• _To do_: Find how many lines in the data below include the word "mouth", then write only that number.
── Available data
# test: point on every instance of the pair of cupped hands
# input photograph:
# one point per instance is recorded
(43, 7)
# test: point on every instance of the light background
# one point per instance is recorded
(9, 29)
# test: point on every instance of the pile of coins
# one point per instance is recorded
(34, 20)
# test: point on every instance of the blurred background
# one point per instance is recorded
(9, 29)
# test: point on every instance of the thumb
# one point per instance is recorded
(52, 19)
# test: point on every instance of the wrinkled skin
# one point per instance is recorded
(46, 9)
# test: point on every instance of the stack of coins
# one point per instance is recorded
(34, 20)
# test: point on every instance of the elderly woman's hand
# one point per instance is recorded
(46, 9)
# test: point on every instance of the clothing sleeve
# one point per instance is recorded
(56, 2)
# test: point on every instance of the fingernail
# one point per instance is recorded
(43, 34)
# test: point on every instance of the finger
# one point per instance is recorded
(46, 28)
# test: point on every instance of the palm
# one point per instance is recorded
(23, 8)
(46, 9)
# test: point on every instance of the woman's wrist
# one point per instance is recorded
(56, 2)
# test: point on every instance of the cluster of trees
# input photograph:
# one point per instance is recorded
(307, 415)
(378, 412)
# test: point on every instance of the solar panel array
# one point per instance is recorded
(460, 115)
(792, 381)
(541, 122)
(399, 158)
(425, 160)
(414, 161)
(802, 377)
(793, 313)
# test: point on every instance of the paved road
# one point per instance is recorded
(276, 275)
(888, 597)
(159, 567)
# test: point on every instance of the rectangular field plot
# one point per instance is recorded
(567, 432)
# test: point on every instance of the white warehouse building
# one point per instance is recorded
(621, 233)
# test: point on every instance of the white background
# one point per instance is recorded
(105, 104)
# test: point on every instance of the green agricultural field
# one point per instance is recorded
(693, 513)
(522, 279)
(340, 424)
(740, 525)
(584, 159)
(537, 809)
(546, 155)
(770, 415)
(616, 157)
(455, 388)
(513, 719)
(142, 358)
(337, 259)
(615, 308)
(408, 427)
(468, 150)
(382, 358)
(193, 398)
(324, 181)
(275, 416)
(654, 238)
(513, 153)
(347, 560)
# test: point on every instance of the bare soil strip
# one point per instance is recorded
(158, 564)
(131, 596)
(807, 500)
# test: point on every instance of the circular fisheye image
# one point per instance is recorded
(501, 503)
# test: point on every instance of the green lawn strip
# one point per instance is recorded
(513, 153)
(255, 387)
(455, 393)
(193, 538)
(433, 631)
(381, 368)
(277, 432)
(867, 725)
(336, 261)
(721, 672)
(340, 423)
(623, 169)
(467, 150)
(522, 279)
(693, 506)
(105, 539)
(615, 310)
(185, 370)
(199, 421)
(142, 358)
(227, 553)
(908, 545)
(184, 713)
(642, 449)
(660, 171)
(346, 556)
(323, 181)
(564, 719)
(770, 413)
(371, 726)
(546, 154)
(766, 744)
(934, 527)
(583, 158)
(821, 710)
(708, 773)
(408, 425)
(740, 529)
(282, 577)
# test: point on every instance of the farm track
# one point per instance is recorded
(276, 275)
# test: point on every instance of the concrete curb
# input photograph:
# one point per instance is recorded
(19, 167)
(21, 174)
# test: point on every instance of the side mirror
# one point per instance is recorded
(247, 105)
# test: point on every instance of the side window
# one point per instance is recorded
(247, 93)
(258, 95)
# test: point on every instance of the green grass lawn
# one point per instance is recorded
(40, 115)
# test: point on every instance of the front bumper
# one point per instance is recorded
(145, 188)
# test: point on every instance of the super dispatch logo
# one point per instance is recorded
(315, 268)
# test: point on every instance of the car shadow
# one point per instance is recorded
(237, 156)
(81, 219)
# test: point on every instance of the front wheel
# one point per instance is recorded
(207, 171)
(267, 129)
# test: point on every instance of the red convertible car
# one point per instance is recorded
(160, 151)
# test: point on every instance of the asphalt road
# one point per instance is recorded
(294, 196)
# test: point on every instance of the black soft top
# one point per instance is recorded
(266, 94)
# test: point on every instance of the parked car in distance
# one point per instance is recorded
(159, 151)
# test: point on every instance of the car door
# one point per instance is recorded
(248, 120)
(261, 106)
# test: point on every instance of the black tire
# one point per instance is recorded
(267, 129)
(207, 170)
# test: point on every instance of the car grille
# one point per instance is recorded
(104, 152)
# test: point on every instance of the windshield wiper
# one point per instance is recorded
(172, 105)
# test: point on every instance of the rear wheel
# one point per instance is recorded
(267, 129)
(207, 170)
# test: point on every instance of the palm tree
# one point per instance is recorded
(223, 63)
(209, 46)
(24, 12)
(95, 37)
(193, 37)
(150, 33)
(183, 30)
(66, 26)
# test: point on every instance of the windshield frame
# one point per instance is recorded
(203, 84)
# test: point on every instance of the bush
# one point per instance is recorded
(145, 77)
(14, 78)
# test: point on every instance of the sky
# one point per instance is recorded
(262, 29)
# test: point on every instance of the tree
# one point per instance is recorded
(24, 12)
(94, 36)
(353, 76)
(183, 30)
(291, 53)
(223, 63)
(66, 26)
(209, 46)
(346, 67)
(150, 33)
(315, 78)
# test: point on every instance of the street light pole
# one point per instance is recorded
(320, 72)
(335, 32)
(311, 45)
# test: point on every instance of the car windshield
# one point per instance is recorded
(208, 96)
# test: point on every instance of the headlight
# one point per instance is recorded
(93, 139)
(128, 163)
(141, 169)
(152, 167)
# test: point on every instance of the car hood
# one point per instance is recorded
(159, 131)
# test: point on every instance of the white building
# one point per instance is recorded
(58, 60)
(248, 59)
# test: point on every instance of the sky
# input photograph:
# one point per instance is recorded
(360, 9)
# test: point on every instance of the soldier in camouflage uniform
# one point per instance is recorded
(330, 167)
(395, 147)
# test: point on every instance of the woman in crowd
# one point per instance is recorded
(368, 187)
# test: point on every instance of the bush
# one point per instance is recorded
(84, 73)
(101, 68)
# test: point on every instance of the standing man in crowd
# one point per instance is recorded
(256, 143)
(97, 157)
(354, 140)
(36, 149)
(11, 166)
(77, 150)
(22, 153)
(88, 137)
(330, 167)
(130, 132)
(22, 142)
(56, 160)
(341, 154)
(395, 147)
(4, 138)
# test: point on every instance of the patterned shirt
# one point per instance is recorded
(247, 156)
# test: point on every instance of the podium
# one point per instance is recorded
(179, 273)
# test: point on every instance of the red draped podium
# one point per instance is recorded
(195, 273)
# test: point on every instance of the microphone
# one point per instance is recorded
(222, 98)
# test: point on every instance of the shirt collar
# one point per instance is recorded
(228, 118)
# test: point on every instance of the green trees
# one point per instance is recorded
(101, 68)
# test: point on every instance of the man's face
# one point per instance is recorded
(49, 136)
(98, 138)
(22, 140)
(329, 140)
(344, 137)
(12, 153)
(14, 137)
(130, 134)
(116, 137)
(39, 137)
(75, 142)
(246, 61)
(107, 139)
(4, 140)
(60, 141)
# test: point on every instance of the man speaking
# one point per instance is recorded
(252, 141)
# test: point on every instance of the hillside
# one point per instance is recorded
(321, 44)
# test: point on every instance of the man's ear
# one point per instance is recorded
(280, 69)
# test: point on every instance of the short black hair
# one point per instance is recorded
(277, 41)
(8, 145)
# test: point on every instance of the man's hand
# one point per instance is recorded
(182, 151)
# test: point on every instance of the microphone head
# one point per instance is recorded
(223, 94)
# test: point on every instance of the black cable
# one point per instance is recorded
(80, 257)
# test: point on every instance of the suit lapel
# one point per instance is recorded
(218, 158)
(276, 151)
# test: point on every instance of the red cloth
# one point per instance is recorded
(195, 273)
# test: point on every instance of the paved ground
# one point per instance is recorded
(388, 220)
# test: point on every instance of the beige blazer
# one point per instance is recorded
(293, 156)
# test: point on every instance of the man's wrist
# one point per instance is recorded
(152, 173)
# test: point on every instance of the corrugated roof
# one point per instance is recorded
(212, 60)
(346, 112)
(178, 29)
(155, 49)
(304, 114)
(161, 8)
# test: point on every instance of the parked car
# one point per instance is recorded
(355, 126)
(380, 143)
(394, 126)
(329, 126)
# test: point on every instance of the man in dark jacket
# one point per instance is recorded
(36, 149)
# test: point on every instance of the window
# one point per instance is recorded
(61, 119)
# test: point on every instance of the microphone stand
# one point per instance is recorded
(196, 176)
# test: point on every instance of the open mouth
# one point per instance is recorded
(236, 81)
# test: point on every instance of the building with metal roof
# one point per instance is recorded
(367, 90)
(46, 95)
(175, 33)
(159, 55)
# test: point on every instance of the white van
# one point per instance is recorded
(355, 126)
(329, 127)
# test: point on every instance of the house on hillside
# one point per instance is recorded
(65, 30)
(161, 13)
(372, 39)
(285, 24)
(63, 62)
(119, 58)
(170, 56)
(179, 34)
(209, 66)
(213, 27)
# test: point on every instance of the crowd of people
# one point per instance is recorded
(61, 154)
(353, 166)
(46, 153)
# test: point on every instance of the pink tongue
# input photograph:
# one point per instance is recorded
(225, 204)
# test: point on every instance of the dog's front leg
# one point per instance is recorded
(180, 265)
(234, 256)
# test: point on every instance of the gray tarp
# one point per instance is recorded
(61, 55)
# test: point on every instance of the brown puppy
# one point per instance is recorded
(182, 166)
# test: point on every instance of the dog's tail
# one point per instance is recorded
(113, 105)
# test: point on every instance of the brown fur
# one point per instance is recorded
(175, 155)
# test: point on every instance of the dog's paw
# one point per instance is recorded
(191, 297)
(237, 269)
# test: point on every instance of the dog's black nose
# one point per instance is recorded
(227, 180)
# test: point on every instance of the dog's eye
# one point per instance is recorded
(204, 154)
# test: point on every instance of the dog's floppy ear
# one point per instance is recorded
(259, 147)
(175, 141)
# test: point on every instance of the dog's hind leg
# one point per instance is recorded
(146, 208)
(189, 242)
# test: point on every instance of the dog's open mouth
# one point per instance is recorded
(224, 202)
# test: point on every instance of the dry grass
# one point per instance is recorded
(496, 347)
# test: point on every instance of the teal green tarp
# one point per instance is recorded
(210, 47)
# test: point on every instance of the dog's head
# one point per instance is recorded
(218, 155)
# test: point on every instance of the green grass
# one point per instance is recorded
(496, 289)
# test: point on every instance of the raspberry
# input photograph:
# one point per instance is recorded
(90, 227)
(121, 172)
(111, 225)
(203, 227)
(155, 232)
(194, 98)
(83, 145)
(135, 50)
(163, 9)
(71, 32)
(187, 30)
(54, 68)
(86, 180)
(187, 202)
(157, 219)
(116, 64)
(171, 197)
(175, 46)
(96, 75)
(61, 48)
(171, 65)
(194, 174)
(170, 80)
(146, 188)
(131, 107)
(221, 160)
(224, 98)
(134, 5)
────
• _Task result_: 2